**Excerpted passage**:
After seven minutes, she spat out what was left of the powder in her mouth, and rinsed with mouthwash into a spit cup. The tablet, she said, “was like a bitter, foamy consistency and you just hold it in the front of your mouth. It’s really important not to swallow it. They strongly emphasize that the point is to have the medication absorbed through your saliva. Apparently, if you swallow it, it’s much more unpredictable.”
At this point, the motivational track transitioned into ambient music, and Lindsay’s trip had begun.
Ketamine journey: the experience
The next 30 minutes or so, she said, “felt like a weird dream. But it wasn’t dreaming. It was just me thinking. You’re so open to everything. Even if it’s not reality, you can still learn from it. If it still hurts you, you can dig deep enough into what your brain is wanting to create out of that imagination.”
For Lindsay, she felt like she actually had spent the past 33 years with her partner. “It was as if we had already spent a lifetime together,” she said. “The thing about it is, as ridiculous as it sounds, when you’re tripping, it’s like, it feels true. And then that emotion is almost like waking up from a great dream.”
The other striking thing she experienced during her first ketamine journey was encountering God. Lindsay grew up in a religious household, and has since left the religion and the church entirely. But during her trip at home, religion reappeared. She felt God’s presence, she said, and they joked and laughed together.

Ketamine journey: immediate aftermath
Lindsay said she was a little foggy immediately afterward; After about an hour to feel the effects and come down from the ketamine, it takes about another 30 minutes to feel ready to stand up and interact. Patients journal again, this time about what they experienced, and a day or two later, a Mindbloom Guide checks in for a debrief.

**Tasks to perform**:
1 - Answer these questions about the passage on Lindsay's ketamine journey:
(a) How many minutes passed before she spat out the rest of the powder?
(b) How many years did she feel she had already spent with her partner?
(c) Who checks in with patients for a debrief, and how soon after the session?
2 - Please write the next part of the passage on Lindsay's ketamine journey, picking up after its final sentence.

**Information supplied**:
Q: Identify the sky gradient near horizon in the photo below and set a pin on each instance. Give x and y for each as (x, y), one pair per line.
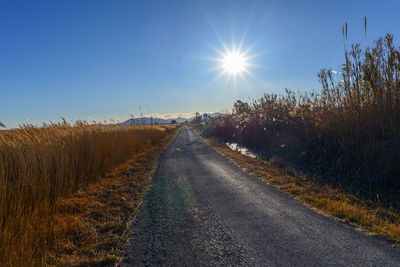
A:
(101, 60)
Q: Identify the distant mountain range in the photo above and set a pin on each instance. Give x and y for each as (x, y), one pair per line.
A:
(149, 120)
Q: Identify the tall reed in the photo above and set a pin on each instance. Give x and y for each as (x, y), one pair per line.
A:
(350, 128)
(38, 165)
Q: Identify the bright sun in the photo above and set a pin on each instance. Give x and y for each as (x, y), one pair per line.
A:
(234, 62)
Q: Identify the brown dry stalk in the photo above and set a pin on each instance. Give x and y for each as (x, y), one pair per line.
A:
(40, 166)
(369, 216)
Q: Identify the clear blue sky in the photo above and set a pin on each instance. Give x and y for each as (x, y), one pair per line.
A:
(96, 60)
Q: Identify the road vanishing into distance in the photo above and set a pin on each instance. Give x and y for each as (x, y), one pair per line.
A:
(202, 210)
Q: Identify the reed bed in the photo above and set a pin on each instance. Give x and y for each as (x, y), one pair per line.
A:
(40, 165)
(349, 132)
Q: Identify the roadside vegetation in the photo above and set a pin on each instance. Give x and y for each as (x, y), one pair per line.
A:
(338, 149)
(55, 179)
(349, 133)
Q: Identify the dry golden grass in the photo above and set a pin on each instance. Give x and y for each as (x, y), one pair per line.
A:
(350, 128)
(39, 166)
(368, 215)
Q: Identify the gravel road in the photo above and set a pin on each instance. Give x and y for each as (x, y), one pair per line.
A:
(202, 210)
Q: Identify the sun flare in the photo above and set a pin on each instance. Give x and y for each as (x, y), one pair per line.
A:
(234, 62)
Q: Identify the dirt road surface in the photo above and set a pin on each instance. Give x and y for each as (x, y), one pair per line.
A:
(202, 210)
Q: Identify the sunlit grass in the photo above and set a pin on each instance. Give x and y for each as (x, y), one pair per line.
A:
(40, 165)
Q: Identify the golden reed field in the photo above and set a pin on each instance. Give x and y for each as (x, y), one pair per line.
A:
(41, 165)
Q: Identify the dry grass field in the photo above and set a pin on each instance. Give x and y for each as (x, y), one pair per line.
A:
(41, 166)
(348, 133)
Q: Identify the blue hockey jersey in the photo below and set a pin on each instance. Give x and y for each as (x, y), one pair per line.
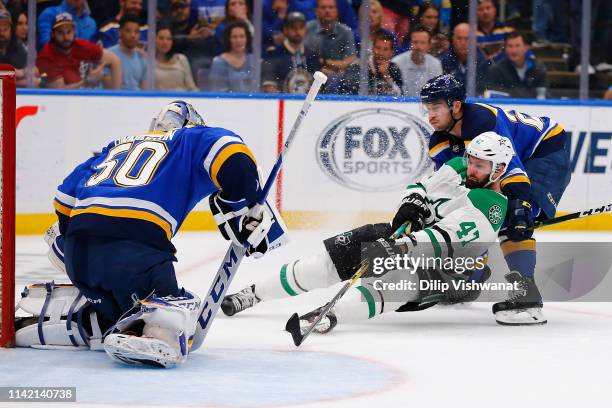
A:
(531, 136)
(142, 187)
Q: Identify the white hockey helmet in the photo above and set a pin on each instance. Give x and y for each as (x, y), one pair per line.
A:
(176, 114)
(492, 147)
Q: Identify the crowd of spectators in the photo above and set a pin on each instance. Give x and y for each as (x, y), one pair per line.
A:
(208, 44)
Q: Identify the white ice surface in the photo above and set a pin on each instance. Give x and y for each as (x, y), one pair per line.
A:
(452, 357)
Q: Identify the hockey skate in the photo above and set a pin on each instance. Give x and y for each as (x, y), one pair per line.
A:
(240, 301)
(524, 305)
(326, 325)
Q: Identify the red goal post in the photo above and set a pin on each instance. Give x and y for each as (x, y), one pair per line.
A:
(7, 206)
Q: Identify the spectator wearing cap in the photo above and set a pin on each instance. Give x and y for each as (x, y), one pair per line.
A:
(384, 76)
(21, 27)
(455, 60)
(172, 71)
(332, 41)
(274, 14)
(11, 51)
(346, 12)
(428, 16)
(86, 27)
(397, 15)
(491, 32)
(68, 62)
(235, 10)
(289, 66)
(109, 32)
(417, 65)
(520, 75)
(133, 64)
(208, 13)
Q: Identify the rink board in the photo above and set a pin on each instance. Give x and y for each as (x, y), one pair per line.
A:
(348, 164)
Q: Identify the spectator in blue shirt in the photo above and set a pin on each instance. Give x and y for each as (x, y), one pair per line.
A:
(491, 33)
(274, 14)
(109, 32)
(133, 64)
(454, 61)
(346, 12)
(86, 27)
(235, 10)
(232, 71)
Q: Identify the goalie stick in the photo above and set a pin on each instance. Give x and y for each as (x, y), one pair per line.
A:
(293, 324)
(235, 253)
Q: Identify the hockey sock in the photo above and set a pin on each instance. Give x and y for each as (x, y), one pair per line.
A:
(364, 302)
(303, 275)
(520, 256)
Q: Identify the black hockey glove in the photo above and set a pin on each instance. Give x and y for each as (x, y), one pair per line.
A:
(385, 255)
(413, 209)
(520, 221)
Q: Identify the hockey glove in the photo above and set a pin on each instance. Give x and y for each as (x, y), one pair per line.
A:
(255, 226)
(520, 220)
(385, 255)
(413, 209)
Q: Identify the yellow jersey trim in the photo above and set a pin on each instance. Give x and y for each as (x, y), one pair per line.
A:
(554, 132)
(127, 213)
(62, 209)
(225, 154)
(510, 247)
(516, 179)
(434, 151)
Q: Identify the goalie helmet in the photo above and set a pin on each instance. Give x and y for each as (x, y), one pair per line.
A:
(176, 114)
(492, 147)
(444, 87)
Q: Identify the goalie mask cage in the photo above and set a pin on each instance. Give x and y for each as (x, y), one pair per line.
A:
(7, 206)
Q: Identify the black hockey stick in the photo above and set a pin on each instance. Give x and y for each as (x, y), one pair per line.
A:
(293, 324)
(573, 216)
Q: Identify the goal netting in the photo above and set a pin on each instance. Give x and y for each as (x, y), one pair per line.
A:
(7, 205)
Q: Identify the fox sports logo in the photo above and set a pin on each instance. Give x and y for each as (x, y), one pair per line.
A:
(375, 149)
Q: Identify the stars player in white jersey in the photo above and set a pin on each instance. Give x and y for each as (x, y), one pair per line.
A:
(454, 213)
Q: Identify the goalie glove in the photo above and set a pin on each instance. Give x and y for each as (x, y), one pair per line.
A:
(240, 224)
(412, 209)
(255, 227)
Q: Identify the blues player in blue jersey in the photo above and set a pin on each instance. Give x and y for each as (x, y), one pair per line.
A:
(534, 181)
(118, 212)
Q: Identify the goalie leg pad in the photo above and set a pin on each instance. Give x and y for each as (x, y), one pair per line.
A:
(54, 239)
(167, 335)
(56, 319)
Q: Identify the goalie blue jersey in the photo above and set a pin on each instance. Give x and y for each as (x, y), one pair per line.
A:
(531, 137)
(143, 187)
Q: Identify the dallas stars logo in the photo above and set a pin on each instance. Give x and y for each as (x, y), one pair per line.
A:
(495, 214)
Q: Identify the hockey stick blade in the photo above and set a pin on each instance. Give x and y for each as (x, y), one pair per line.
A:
(293, 327)
(293, 324)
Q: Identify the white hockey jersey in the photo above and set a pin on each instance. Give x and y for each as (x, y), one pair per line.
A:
(464, 222)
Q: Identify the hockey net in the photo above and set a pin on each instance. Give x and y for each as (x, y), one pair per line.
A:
(7, 205)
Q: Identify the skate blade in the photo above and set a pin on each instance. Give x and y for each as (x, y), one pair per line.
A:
(521, 317)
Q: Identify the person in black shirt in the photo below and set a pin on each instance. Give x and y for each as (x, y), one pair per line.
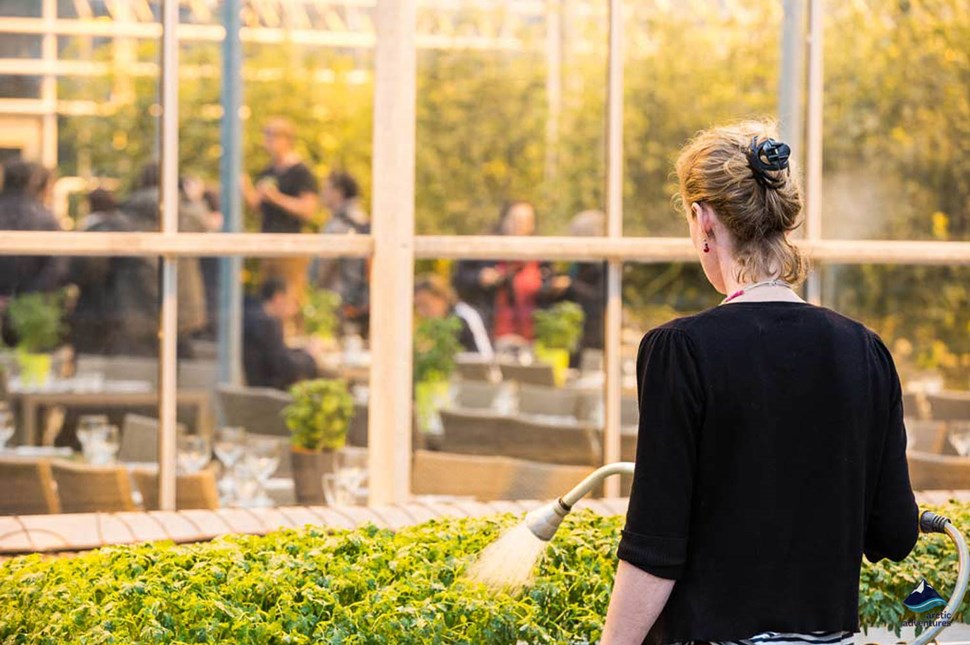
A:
(285, 193)
(267, 360)
(347, 276)
(771, 452)
(117, 304)
(22, 210)
(583, 283)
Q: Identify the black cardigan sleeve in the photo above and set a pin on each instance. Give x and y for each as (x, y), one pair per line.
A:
(892, 527)
(671, 410)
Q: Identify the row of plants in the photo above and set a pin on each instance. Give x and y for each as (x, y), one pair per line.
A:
(365, 586)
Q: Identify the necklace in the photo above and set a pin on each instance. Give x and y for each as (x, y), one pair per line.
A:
(767, 283)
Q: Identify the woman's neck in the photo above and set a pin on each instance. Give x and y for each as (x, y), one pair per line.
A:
(761, 289)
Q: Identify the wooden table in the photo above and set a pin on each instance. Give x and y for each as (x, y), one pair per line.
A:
(32, 405)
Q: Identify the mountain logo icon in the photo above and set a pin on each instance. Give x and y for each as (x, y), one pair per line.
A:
(923, 598)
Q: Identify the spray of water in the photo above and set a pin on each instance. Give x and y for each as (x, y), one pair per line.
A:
(509, 562)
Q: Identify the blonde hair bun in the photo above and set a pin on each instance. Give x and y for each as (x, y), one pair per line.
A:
(745, 175)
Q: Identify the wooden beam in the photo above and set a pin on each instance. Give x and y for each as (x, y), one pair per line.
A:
(392, 277)
(184, 244)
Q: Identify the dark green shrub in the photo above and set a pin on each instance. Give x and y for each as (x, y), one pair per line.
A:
(436, 342)
(319, 415)
(367, 586)
(560, 326)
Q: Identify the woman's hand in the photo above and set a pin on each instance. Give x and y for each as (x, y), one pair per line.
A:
(638, 597)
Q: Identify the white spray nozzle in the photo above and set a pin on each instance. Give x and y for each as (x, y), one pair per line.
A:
(545, 520)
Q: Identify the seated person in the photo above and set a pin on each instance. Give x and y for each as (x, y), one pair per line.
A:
(434, 298)
(266, 358)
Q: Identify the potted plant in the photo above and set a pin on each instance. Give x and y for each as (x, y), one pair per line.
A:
(558, 330)
(321, 313)
(318, 419)
(435, 345)
(36, 320)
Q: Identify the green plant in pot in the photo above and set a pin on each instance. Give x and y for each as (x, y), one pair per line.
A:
(318, 419)
(436, 342)
(36, 320)
(558, 331)
(321, 313)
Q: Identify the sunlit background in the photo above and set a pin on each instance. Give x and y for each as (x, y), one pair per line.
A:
(511, 106)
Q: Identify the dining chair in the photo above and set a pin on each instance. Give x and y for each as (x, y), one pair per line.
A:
(535, 374)
(258, 409)
(949, 405)
(927, 435)
(198, 374)
(549, 401)
(193, 491)
(83, 488)
(479, 395)
(483, 477)
(357, 430)
(536, 480)
(28, 487)
(472, 432)
(575, 444)
(476, 370)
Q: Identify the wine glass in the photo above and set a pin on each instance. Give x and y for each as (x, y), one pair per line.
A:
(6, 425)
(336, 490)
(194, 453)
(262, 458)
(102, 445)
(350, 465)
(959, 436)
(229, 446)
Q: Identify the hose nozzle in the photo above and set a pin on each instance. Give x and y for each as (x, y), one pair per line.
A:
(545, 520)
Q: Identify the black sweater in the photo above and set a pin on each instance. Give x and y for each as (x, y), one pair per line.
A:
(771, 456)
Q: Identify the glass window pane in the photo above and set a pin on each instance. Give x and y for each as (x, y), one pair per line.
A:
(670, 93)
(508, 377)
(926, 329)
(512, 109)
(80, 378)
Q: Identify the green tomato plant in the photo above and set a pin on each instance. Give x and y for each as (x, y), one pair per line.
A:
(560, 326)
(436, 342)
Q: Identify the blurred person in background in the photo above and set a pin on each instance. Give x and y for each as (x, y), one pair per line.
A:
(142, 210)
(285, 193)
(117, 304)
(434, 298)
(21, 210)
(505, 293)
(42, 186)
(267, 360)
(210, 265)
(346, 276)
(583, 283)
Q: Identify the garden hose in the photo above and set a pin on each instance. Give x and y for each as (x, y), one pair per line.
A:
(930, 522)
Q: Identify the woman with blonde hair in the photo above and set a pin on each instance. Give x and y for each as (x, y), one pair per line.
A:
(771, 453)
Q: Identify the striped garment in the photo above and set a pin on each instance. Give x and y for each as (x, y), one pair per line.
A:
(779, 638)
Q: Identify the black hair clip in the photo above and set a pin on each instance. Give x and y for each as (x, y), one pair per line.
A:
(765, 156)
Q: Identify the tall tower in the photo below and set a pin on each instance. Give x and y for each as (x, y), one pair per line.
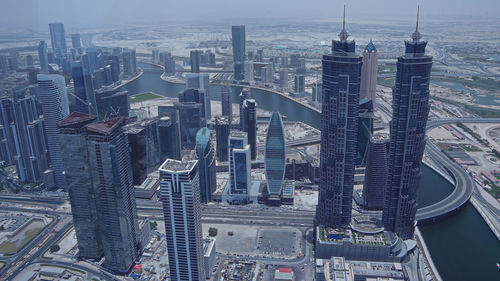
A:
(369, 73)
(238, 38)
(275, 155)
(227, 105)
(43, 57)
(239, 163)
(410, 110)
(54, 101)
(58, 38)
(84, 88)
(180, 196)
(82, 195)
(111, 172)
(376, 171)
(206, 164)
(341, 81)
(250, 117)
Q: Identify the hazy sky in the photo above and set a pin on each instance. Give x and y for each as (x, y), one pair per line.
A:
(81, 13)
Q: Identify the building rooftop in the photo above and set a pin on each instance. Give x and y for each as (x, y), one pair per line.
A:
(173, 165)
(105, 127)
(76, 118)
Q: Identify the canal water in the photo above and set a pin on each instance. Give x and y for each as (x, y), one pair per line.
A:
(462, 246)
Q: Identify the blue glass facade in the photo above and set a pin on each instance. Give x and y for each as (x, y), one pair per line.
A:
(339, 129)
(275, 155)
(238, 33)
(410, 105)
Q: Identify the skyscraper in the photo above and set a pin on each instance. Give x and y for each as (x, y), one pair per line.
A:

**Answers to each task**:
1 -
(a) Seven minutes.
(b) 33 years.
(c) A Mindbloom Guide, a day or two later.

2 -
That call, she said, is “really pretty basic. They asked you about the experience. Did you have any cool thoughts? Did you enjoy it? Do you become sick? Did you notice anything that you’d like to do differently? I said, the taste of the stuff was really distracting. And although it was a great experience, it gave me a headache.”
Ketamine at home: one year later
Notably, Lindsay hadn’t thought about some of the concerns she’d first journaled about before her ketamine experience since taking it.
“No relationship is perfect, but ours has definitely gotten exponentially better,” she said. “And I haven’t even really thought about that [age issue] since then.”
As for her relationship with God and religion? That’s changed, too.
“Me and that energy are good,” she said. “I no longer have to be ashamed of leaving [the church]; ashamed for the choices I made as I got out of the religion, choices that would have been such a sin. Having that connection with the idea of there being God and being at peace with him was really powerful to me. I’m not pursuing a relationship with God at all, but I think it was cool that I got that closure.”
Overall, Lindsay’s experience was positive enough that she would recommend taking ketamine at home to others who are open to it. She said she’s more patient with herself now, she’s more self-compassionate than she was prior to taking the drug. But, she added, it still takes work beyond the ketamine trip to experience lasting change.
“It’s not like you take some psychedelics and all your problems are solved. It’s more like, you have these open experiences and then you can if you work with those and come back to them, they can be really powerful.”
And that self-work is, in a sense, a trip that lasts a lifetime.
*The subject’s name has been shortened to protect her privacy.